[Collected data]
————

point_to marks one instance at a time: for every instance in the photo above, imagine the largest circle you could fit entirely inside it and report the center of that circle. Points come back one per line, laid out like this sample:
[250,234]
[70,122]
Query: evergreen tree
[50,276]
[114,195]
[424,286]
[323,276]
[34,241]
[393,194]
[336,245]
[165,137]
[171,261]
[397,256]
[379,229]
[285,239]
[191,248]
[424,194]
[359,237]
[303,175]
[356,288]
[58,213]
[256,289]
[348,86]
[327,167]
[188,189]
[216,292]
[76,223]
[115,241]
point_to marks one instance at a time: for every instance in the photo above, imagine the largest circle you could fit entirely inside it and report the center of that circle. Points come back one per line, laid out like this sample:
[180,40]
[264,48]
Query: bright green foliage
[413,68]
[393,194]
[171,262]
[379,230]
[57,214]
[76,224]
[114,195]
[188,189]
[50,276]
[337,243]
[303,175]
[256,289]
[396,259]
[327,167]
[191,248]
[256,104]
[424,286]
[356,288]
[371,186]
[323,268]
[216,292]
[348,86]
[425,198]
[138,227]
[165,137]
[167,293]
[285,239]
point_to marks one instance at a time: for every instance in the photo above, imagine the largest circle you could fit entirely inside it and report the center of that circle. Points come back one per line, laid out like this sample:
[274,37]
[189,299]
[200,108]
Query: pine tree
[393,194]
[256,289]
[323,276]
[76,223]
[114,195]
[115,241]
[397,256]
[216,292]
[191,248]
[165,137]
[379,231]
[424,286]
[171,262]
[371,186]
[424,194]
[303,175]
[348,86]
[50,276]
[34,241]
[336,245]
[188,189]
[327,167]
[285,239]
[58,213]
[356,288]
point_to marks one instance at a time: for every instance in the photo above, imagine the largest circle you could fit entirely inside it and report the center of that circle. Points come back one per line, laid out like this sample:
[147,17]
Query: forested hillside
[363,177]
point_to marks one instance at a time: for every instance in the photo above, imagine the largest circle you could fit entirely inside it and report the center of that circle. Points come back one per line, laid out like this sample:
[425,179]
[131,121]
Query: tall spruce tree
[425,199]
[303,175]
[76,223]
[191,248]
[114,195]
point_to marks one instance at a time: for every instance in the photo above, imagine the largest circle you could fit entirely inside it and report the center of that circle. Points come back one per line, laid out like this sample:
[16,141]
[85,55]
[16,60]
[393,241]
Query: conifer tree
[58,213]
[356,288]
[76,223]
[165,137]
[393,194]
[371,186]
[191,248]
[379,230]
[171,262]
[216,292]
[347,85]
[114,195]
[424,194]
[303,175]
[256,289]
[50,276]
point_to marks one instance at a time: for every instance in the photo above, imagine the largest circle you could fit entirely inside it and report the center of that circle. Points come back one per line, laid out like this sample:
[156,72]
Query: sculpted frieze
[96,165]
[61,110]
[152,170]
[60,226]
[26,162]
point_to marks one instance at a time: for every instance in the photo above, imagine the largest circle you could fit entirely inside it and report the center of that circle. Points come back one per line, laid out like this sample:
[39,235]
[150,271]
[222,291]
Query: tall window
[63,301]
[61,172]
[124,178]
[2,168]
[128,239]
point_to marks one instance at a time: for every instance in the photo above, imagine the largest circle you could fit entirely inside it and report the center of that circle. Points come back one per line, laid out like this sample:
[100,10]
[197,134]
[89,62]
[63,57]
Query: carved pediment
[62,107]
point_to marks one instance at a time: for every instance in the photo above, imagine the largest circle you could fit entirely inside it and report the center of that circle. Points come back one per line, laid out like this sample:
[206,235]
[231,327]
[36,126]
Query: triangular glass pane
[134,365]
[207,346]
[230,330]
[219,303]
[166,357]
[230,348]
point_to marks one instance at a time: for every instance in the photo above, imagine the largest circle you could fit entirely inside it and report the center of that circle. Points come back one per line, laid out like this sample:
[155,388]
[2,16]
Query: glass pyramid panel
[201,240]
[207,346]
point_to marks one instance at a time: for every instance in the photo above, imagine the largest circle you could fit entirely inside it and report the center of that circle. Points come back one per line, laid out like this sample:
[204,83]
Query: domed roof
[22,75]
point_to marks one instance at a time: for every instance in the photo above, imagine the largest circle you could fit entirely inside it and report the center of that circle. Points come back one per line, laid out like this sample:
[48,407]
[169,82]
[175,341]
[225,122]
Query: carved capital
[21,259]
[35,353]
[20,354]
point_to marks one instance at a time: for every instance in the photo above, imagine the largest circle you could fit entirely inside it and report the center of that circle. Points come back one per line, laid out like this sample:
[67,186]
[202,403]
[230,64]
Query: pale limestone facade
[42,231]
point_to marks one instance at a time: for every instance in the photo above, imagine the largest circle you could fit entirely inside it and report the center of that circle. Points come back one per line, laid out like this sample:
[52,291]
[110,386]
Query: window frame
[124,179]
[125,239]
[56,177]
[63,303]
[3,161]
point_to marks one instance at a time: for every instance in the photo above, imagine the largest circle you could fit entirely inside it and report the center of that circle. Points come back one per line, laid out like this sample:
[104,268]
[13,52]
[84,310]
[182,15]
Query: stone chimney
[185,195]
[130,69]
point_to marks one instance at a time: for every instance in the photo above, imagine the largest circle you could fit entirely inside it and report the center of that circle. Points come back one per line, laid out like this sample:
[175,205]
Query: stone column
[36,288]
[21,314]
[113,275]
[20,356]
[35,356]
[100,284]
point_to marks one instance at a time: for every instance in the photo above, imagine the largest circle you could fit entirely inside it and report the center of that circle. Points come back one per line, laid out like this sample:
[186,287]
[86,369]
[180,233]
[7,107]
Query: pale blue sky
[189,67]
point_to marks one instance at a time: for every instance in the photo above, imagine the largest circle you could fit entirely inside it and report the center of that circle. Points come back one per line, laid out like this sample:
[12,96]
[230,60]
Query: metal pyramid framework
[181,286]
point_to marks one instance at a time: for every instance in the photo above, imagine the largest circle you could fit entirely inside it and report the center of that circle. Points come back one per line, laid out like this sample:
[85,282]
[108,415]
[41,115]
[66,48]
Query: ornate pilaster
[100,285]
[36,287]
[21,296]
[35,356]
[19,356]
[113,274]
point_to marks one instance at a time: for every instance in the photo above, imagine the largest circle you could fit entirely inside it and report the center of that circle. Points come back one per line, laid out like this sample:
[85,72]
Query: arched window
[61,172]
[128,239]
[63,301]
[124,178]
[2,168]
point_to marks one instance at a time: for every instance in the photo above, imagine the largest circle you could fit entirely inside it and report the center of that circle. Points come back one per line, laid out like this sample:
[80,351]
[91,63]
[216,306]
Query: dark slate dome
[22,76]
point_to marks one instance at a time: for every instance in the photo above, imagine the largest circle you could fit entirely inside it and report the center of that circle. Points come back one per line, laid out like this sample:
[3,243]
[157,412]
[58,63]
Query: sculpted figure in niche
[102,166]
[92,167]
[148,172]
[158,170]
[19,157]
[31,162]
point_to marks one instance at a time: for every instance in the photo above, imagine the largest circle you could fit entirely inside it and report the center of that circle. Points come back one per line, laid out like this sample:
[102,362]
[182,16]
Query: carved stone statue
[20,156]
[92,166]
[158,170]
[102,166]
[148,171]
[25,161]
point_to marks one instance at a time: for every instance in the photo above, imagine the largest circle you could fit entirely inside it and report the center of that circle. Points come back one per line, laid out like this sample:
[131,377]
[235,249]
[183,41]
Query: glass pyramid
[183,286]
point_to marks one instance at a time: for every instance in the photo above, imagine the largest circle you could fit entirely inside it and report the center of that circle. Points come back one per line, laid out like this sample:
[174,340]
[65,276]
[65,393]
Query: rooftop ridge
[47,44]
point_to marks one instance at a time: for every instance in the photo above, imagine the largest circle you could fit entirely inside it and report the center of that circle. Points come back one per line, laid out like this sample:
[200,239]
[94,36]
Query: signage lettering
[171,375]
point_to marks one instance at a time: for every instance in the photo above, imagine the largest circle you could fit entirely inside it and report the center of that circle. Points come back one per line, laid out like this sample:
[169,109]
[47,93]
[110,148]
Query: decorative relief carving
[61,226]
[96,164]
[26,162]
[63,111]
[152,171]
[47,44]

————

■ INSTRUCTIONS FOR THE TASK ■
Your answer must consist solely of the lines from the one containing "Query: signage lettering" through the last line of the entries, reproduced exactly.

■ COMPLETED EXERCISE ■
Query: signage lettering
[171,375]
point_to marks one instance at a time: for every instance in the photo above, imagine the largest circle you could fit entirely inside it and report the center of that circle. Points come back one per line, laid out like this sample:
[169,109]
[47,93]
[110,148]
Query: decorative relief carving
[61,226]
[96,164]
[26,162]
[63,111]
[152,171]
[47,44]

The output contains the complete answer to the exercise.